**WORK TASK:** Exactly as written, output each of the lines below, with no images.

**DATA FOR THIS TASK:**
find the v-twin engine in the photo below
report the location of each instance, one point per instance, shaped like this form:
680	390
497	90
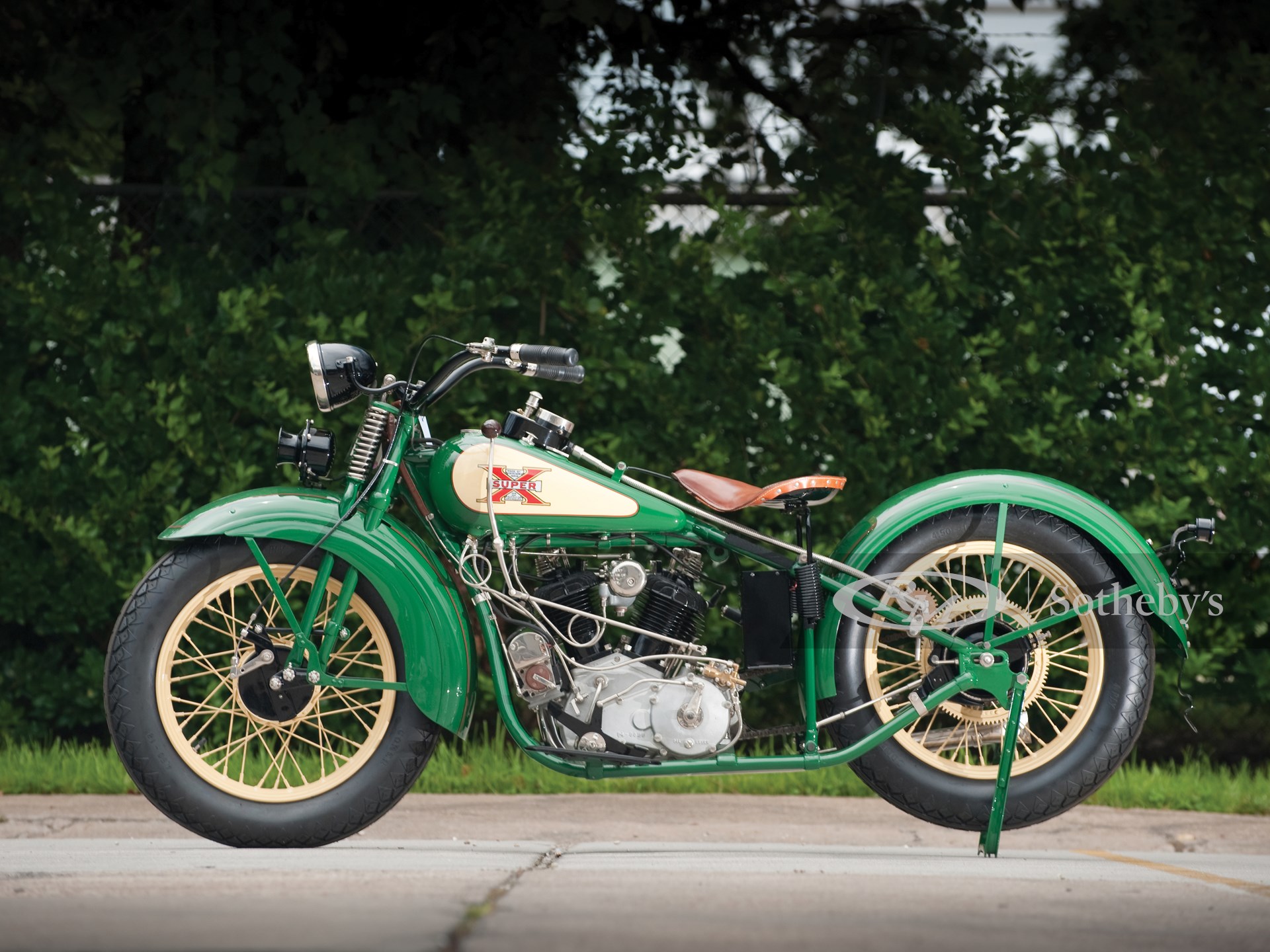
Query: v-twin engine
686	716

**WRITTEN RESPONSE:**
find the v-twin engine in the photo below
report the location of each instance, one point per instance, shaped like this form:
680	390
497	90
Query: v-twin engine
686	716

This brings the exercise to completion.